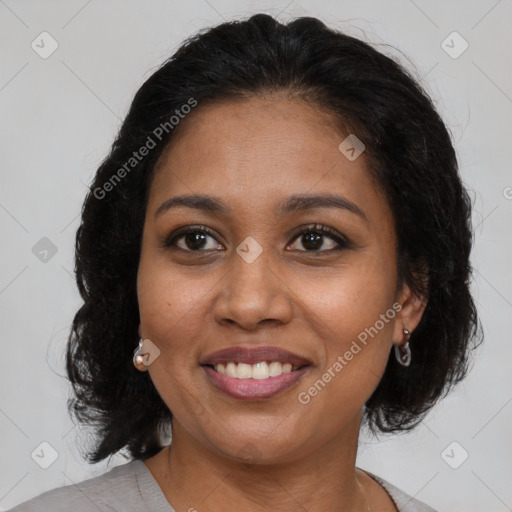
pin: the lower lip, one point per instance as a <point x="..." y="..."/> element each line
<point x="254" y="389"/>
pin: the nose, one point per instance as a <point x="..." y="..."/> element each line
<point x="254" y="293"/>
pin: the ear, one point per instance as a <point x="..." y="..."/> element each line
<point x="410" y="315"/>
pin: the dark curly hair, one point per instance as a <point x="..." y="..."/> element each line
<point x="411" y="158"/>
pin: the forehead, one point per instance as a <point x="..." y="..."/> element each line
<point x="255" y="152"/>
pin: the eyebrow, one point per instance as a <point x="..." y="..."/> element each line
<point x="296" y="203"/>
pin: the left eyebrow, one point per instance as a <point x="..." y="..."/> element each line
<point x="296" y="203"/>
<point x="305" y="202"/>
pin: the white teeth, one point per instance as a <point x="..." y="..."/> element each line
<point x="262" y="370"/>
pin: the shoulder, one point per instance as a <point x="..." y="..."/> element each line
<point x="403" y="501"/>
<point x="115" y="490"/>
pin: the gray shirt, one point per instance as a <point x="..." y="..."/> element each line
<point x="132" y="488"/>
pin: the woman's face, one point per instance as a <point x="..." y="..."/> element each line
<point x="262" y="275"/>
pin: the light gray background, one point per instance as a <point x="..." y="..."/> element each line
<point x="59" y="117"/>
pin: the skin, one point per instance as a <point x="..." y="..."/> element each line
<point x="252" y="154"/>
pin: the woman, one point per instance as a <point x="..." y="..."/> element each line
<point x="282" y="226"/>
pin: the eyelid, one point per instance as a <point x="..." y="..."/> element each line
<point x="342" y="241"/>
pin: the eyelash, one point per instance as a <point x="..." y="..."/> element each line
<point x="343" y="242"/>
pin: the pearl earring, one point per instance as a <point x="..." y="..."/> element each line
<point x="403" y="352"/>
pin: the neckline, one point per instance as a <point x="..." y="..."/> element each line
<point x="156" y="497"/>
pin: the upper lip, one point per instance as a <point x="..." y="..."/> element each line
<point x="253" y="355"/>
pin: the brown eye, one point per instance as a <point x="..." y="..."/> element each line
<point x="314" y="238"/>
<point x="193" y="240"/>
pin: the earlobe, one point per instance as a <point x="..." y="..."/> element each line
<point x="408" y="318"/>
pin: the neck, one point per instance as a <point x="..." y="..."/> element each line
<point x="193" y="476"/>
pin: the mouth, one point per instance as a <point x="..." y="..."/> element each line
<point x="260" y="371"/>
<point x="254" y="373"/>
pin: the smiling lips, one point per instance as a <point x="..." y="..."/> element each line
<point x="254" y="373"/>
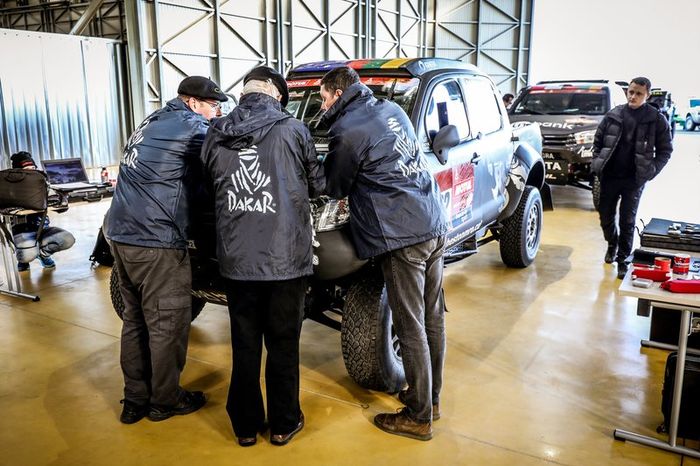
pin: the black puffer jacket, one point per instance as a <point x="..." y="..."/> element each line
<point x="159" y="179"/>
<point x="374" y="157"/>
<point x="652" y="142"/>
<point x="260" y="165"/>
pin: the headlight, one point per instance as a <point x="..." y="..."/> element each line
<point x="585" y="137"/>
<point x="329" y="214"/>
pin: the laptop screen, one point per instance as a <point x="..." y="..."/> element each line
<point x="65" y="171"/>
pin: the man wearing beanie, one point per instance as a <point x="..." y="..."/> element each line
<point x="25" y="228"/>
<point x="260" y="164"/>
<point x="148" y="226"/>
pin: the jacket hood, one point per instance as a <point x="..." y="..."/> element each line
<point x="357" y="90"/>
<point x="249" y="122"/>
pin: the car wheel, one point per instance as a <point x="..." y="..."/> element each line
<point x="521" y="232"/>
<point x="371" y="349"/>
<point x="118" y="304"/>
<point x="595" y="190"/>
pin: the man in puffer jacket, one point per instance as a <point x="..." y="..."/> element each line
<point x="148" y="226"/>
<point x="260" y="165"/>
<point x="632" y="145"/>
<point x="395" y="215"/>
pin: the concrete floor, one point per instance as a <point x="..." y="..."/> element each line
<point x="542" y="363"/>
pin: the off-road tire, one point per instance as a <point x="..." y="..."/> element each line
<point x="595" y="191"/>
<point x="118" y="304"/>
<point x="370" y="350"/>
<point x="521" y="232"/>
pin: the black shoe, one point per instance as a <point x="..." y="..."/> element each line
<point x="610" y="254"/>
<point x="283" y="439"/>
<point x="622" y="268"/>
<point x="189" y="403"/>
<point x="132" y="412"/>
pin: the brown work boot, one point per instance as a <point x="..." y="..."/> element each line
<point x="436" y="407"/>
<point x="401" y="424"/>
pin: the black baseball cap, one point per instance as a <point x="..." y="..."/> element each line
<point x="204" y="88"/>
<point x="263" y="73"/>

########################################

SET TASK: Print all entries exactly. The images do not belong in the copy.

ANSWER TO THE EXERCISE:
pin: the lower lip, one point per instance as a <point x="..." y="..."/> element each line
<point x="254" y="389"/>
pin: the nose, one point per instance as a <point x="..." y="..."/> element each line
<point x="254" y="293"/>
pin: the ear, one point per instance as a <point x="..." y="..."/> element each line
<point x="410" y="315"/>
pin: the dark curly hair, one point per instance as a <point x="..." y="..."/> element each line
<point x="411" y="158"/>
pin: the forehead, one point per instance as a <point x="..." y="..."/> element each line
<point x="255" y="152"/>
pin: the eyebrow, one point per instance as a <point x="..." y="..."/> element each line
<point x="296" y="203"/>
pin: the left eyebrow, one point per instance as a <point x="..." y="..."/> element each line
<point x="296" y="203"/>
<point x="305" y="202"/>
pin: the white teeth, one point per instance as a <point x="..." y="..."/> element each line
<point x="262" y="370"/>
pin: the shoulder, one point per instance as a <point x="..." y="..."/> element each line
<point x="403" y="501"/>
<point x="115" y="490"/>
pin: the gray shirt, one point per instance as a <point x="..." y="..."/> element each line
<point x="132" y="488"/>
pin: the woman's face, one point per instance as a <point x="..." y="..."/> element each line
<point x="262" y="275"/>
pin: the light gray background, one point per instance as a <point x="..." y="..."/> element each line
<point x="59" y="117"/>
pin: the skin, one point per instance as a <point x="..." y="..."/> element each line
<point x="252" y="154"/>
pin: the woman, one point per instance as a <point x="..." y="..."/> element each line
<point x="282" y="226"/>
pin: the eyelid, one point per instance as a <point x="..." y="..."/> element each line
<point x="342" y="241"/>
pin: the eyelash, one point per instance as a <point x="..." y="..."/> element each line
<point x="343" y="242"/>
pin: the pearl earring, one point per instance as a <point x="..." y="..."/> element each line
<point x="403" y="352"/>
pin: the neckline, one point per instance as a <point x="..." y="..."/> element each line
<point x="156" y="497"/>
pin: the upper lip, one point per instance as a <point x="..." y="..."/> element each line
<point x="253" y="355"/>
pin: the brown eye, one point per instance as a <point x="..." y="..."/> element each line
<point x="314" y="238"/>
<point x="193" y="240"/>
pin: the earlobe, one point per instance as a <point x="..." y="..."/> element each line
<point x="408" y="318"/>
pin: the neck, one point per instance as a <point x="..." y="..."/> element each line
<point x="193" y="476"/>
pin: the mouth, one point per instance as a <point x="..." y="..."/> element each line
<point x="260" y="371"/>
<point x="254" y="373"/>
pin: the smiling lips, one point per instance as a <point x="..." y="..."/> element each line
<point x="254" y="373"/>
pin: the black puffer jacket, one point per instance as a <point x="..." y="..."/> element each line
<point x="159" y="179"/>
<point x="374" y="157"/>
<point x="652" y="142"/>
<point x="260" y="165"/>
pin: the headlight, one point per instance as a <point x="..." y="..."/> element each line
<point x="585" y="137"/>
<point x="329" y="214"/>
pin: the laptop screen, one point per instance as a <point x="..." y="..."/> element each line
<point x="65" y="171"/>
pin: the man wearing beanie, one point per instance as a <point x="..." y="..."/> element each line
<point x="25" y="228"/>
<point x="260" y="164"/>
<point x="148" y="226"/>
pin: the jacket hood, one point per instance as a <point x="..." y="..."/> element each line
<point x="357" y="90"/>
<point x="249" y="122"/>
pin: the car wheel, one point per instance as a <point x="..." y="..."/> element each line
<point x="521" y="232"/>
<point x="371" y="349"/>
<point x="118" y="304"/>
<point x="595" y="190"/>
pin: the man in puffer jacket, one point per instance as a <point x="..." y="..."/> element each line
<point x="148" y="226"/>
<point x="260" y="165"/>
<point x="632" y="145"/>
<point x="395" y="215"/>
pin: the concrete floor, one point per instance as a <point x="..." y="..."/> element each line
<point x="542" y="363"/>
pin: the off-road tire, one point per instance as a <point x="..." y="..."/> element each line
<point x="595" y="191"/>
<point x="118" y="304"/>
<point x="370" y="350"/>
<point x="521" y="232"/>
pin: the black shoe, one point per instance as a <point x="..." y="..."/> element each line
<point x="610" y="254"/>
<point x="283" y="439"/>
<point x="622" y="268"/>
<point x="189" y="403"/>
<point x="132" y="412"/>
pin: the brown work boot, one point per instance as a <point x="..." y="..."/> element each line
<point x="436" y="407"/>
<point x="401" y="424"/>
pin: the black baseball cap, one point per instance as a <point x="..." y="..."/> element each line
<point x="204" y="88"/>
<point x="263" y="73"/>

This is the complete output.